_SUPPLIED TEXT_:
▼

The target tracking and response system based on deep learning is applied to USV. In order to avoid image loss, cruise and image stitching are used to improve the accuracy of target tracking, and a new Siamese network method is adopted. After the system starts, it will automatically navigate to search and detect the most panoramic view. The overall system diagram is shown in Figure 4.

2.2.1. Feature-Based Panoramic Image Stitching

This system uses feature point detection as the benchmark for splicing. Feature point detection refers to the method of finding the feature points in the image based on the brightness, color, gradient, and other information of the image. In image alignment, feature point detection can be used to obtain feature points of two images, and then the alignment can be completed by matching these feature points. Common feature point detection methods such as: Harris Corner Detection, and Scale Invariant Feature Transformation (SIFT) [28,29,30]. As well, this system adopts SIFT method to carry on the detection, the flow chart is shown in Figure 5.

In the scale space extreme value detection, the Gaussian convolution kernel is applied due to its scale invariance. It detects the key points in the SIFT algorithm. The images are convolved using Gaussian filters at different scales, and then continuous Gaussian blurring of the image differences is used to find the key points. The key point is based on the maximum and minimum values of difference of Gaussians (DoG) at different scales:

L (x, y, σ) = G (x, y, σ) * I (x, y),

(1)

G (x, y, σ) = \frac{1}{2 π σ^{2}} e^{- (x^{2} + y^{2}) / 2 σ^{2}},

(2)

D (x, y, σ) = L (x, y, k_{i} σ) - L (x, y, k_{j} σ),

(3)

where L(x, y, σ) is the image of the original image I(x, y) convoluted with Gaussian mask G(x, y, σ), L(x, y, σ) is the DoG image. The maximum and minimum values in the DoG image are defined as key points as

m (x, y) = \sqrt{{(L (x + 1, y) - L (x - 1, y))}^{2} + {(L (x, y + 1) - L (x, y - 1))}^{2}},

(4)

θ (x, y) = \tan^{- 1} \frac{L (x, y - 1) - L (x, y + 1)}{L (x - 1, y) - L (x + 1, y)},

(5)

where the magnitude and orientation of the key point are m (x, y) and θ (x, y) respectively. Each adjacent pixel is added to the histogram of the key point according to its magnitude and direction, and the direction of the maximum value in the final histogram is the direction of the key point. Each extracted point will have three pieces of information: scale, coordinates, and direction. To improve the stability of the registration of selected points, each point is represented by 4 × 4, a total of 16 seed points, each point contains 128 data, and the SIFT feature vector represented by the result is 128 dimensions. In this way, an image feature descriptor is generated for image feature matching, and the SIFT feature vector is no longer interfered by changes in direction and angle.

▲

_DATA ENTRIES_:
▼

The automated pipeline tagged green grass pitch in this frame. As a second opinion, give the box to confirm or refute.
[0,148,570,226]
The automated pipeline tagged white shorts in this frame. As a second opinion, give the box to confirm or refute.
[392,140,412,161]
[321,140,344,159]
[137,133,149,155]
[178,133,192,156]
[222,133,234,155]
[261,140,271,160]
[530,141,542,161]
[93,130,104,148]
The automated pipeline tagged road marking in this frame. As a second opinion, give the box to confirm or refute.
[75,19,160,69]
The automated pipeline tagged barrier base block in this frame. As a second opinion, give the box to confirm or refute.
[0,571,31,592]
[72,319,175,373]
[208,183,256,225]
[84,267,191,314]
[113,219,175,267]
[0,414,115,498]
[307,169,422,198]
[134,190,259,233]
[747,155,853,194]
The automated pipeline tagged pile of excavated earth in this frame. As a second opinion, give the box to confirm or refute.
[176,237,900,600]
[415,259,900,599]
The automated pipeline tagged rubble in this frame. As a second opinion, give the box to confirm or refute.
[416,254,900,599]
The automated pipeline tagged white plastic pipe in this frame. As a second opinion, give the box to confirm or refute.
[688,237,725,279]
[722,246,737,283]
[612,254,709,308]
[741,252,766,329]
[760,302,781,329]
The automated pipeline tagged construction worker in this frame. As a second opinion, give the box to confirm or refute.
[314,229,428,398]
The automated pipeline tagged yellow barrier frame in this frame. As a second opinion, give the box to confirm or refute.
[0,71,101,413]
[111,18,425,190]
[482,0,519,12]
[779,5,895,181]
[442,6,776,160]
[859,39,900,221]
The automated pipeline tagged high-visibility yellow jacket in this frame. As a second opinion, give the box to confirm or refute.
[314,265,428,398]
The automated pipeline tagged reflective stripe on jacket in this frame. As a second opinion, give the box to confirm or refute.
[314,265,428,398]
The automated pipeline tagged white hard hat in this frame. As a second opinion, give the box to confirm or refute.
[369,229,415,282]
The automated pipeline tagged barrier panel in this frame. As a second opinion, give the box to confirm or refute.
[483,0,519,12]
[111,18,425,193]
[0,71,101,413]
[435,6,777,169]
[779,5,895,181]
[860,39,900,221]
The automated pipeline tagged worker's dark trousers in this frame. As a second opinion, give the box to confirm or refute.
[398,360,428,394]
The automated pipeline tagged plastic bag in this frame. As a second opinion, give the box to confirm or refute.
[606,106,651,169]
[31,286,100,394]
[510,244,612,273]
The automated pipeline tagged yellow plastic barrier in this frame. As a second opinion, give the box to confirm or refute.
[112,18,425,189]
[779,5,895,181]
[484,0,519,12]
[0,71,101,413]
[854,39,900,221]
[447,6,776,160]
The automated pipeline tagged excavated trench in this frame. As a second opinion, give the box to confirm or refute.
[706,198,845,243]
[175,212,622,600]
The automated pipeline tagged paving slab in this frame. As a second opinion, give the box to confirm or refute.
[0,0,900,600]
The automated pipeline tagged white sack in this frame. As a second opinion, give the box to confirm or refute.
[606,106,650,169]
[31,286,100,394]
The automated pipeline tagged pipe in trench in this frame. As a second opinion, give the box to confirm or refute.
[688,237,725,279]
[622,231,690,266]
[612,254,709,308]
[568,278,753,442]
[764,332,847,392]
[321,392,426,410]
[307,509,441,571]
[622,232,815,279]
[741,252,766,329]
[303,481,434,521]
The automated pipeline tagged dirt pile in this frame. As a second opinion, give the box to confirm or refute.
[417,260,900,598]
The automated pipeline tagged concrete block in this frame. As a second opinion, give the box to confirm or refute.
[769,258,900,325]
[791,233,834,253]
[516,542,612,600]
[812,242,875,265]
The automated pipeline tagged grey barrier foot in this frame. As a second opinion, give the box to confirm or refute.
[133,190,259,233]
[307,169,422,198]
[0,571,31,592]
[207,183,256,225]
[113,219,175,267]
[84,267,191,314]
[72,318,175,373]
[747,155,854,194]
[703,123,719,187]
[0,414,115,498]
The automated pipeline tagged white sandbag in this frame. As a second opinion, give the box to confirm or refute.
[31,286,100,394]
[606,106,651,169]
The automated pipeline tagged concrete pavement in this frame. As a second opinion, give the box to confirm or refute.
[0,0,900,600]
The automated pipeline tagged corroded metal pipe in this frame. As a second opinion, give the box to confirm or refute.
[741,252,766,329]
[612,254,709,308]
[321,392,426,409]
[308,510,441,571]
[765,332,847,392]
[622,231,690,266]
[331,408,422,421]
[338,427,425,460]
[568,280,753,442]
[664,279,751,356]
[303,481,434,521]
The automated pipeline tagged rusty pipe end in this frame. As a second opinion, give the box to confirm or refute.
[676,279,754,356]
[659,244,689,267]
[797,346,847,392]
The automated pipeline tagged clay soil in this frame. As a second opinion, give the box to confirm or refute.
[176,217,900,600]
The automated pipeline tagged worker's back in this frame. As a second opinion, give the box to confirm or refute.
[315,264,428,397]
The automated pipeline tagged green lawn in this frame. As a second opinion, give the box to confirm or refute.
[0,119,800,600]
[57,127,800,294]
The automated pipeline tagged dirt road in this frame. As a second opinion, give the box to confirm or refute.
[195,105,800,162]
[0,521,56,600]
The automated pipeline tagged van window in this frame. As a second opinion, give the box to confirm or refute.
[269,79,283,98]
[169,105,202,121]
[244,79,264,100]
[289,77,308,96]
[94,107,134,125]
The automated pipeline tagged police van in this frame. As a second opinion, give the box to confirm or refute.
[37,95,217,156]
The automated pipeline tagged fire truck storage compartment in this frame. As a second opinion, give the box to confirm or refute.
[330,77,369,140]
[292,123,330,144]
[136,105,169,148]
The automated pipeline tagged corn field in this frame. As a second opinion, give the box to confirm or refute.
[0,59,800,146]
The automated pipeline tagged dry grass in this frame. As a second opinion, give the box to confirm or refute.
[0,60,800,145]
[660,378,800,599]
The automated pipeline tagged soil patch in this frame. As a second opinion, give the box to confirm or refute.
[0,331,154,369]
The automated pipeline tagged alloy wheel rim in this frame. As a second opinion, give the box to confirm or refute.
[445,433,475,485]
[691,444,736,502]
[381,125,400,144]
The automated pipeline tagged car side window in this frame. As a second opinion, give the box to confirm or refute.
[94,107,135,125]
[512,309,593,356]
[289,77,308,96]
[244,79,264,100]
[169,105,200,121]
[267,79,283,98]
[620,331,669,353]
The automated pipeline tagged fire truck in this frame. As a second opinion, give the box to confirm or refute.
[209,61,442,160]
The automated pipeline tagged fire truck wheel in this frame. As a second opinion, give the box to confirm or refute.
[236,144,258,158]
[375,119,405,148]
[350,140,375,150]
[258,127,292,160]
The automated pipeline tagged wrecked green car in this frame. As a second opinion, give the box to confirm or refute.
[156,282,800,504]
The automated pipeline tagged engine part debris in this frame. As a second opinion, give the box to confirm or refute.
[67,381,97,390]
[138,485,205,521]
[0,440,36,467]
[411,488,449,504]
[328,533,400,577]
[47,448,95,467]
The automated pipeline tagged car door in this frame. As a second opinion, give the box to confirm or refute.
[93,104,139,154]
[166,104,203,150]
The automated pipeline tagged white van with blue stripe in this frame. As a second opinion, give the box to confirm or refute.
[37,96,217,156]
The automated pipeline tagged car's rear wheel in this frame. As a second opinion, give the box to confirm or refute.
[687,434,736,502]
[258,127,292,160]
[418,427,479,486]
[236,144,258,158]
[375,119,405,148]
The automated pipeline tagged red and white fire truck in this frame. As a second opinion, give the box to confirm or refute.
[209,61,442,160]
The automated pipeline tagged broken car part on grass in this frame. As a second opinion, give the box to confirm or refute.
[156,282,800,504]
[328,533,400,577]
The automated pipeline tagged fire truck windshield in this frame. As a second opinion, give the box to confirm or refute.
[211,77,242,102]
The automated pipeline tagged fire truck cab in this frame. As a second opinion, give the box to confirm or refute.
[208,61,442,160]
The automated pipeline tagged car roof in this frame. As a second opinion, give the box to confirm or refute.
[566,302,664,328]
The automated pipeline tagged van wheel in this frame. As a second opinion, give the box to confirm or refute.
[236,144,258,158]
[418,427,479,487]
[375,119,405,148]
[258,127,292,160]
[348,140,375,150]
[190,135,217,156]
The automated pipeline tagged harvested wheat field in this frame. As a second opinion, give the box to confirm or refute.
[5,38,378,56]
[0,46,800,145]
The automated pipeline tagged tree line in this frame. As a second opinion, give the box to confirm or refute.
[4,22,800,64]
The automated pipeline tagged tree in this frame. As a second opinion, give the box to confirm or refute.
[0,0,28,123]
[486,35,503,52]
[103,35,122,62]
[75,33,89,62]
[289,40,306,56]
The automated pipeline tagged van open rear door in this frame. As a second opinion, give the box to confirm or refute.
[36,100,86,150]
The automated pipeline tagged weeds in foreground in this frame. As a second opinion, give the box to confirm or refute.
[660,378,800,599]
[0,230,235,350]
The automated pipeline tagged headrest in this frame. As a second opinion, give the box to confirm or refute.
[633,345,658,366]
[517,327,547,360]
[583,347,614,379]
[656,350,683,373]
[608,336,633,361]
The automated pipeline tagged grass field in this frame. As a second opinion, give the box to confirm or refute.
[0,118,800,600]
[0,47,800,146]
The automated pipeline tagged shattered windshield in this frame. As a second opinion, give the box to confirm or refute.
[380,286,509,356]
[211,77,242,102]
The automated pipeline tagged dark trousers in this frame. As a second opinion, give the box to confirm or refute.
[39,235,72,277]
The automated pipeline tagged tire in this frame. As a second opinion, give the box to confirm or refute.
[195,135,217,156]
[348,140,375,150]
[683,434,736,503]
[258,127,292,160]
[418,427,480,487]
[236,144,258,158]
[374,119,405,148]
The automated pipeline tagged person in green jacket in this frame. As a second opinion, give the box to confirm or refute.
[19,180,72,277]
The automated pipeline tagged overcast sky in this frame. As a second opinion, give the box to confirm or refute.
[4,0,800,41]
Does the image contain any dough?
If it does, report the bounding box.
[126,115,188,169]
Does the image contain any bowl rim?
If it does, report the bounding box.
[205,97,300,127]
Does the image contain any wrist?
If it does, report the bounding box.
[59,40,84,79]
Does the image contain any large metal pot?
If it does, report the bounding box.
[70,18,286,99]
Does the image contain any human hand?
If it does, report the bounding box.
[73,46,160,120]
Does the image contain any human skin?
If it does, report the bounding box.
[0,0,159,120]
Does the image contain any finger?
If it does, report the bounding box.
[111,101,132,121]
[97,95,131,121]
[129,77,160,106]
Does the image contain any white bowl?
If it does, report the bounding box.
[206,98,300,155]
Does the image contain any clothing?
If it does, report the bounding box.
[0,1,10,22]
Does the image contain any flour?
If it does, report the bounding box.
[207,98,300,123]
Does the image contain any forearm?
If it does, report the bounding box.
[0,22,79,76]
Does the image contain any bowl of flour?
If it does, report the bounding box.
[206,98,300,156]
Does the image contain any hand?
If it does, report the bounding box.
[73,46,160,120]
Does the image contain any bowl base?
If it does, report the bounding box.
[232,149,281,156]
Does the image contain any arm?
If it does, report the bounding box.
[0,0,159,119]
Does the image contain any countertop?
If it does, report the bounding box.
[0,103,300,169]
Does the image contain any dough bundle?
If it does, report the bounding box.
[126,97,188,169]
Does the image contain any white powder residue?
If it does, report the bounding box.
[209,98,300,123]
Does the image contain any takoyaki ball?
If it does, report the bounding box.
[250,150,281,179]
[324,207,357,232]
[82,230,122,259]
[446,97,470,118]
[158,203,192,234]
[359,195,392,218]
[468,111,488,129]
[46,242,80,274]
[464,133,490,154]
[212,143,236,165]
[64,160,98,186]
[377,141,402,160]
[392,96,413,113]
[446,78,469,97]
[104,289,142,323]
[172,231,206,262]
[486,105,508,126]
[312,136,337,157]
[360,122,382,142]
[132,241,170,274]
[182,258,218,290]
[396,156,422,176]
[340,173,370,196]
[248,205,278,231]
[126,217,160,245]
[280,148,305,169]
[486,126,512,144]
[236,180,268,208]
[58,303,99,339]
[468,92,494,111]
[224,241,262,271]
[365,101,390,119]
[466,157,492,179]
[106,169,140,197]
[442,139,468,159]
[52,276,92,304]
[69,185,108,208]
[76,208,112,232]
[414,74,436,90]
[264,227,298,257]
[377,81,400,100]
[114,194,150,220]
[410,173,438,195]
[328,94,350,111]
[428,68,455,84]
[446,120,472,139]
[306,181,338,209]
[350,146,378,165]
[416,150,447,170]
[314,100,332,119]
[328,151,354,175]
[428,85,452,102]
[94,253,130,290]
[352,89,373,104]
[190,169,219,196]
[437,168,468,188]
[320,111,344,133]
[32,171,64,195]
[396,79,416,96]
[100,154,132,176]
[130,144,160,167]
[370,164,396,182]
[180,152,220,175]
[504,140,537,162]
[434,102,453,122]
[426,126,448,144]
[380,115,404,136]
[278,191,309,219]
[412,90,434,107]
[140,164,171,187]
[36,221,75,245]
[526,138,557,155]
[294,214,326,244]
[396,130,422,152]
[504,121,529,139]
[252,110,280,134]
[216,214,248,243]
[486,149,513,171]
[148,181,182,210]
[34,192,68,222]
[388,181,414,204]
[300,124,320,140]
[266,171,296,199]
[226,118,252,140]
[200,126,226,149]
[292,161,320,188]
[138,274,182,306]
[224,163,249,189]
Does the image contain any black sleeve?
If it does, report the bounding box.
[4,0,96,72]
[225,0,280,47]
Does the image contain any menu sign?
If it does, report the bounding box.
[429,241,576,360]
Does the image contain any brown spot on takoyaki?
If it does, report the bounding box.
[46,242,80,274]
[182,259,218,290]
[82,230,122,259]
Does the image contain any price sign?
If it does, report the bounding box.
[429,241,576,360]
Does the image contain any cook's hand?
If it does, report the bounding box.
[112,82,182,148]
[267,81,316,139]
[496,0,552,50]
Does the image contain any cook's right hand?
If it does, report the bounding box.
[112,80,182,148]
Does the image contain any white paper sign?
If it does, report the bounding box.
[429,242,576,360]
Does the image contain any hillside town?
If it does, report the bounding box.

▲

_INSTRUCTIONS FOR THE TASK_: Carry on the passage about SIFT-based panoramic image stitching for the USV tracking system, starting from its final sentence.

_RESPONSE BELOW_:
With these feature vectors, it is necessary to perform subsequent key point matching on the key points. The identification of the target is completed by the comparison of key point descriptors in the two-point set. The similarity index of the key point descriptor with 128 dimensions is used as follows:

R_{i} = (r_{i 1}, r_{i 2}, \dots, r_{i 128}),

(6)

S_{i} = (s_{i 1}, s_{i 2}, \dots, s_{i 128}),

(7)

d (R_{i}, S_{i}) = \sqrt{\sum_{j}^{128} {(r_{i j} - s_{i j})}^{2}},

(8)

where R_i is the key point descriptor in the reference image, S_i is the key point descriptor in the observation image, and d (R_i, S_i) is the two similarity measures of the arbitrary reference image and observation image. The key point matching can be conducted by exhaustive method, but it will take too much time, so the data structure of the K-dimensional tree (K-d tree) is used to complete the search instead [31,32]. K-d tree is a binary tree in which each leaf node is a k-dimensional point. All non-leaf nodes can divide the space into two half spaces as a hyperplane. The content of the search is based on the key points of the target image, and the original image feature points that are closest to the feature points of the target image and the second adjacent original image feature points are searched.

2.2.2. Siamese-Based Target Tracking

Target tracking is to analyze the image sequence to calculate the position of the moving target in each frame of the image. Then, correlation matching is performed according to the characteristic values related to the moving target to obtain the complete trajectory of the target. The system uses a single target tracking method. The single target tracking (STT) method can predict the size and position of the target in subsequent frames. The basic task flow is shown in Figure 6 [33,34].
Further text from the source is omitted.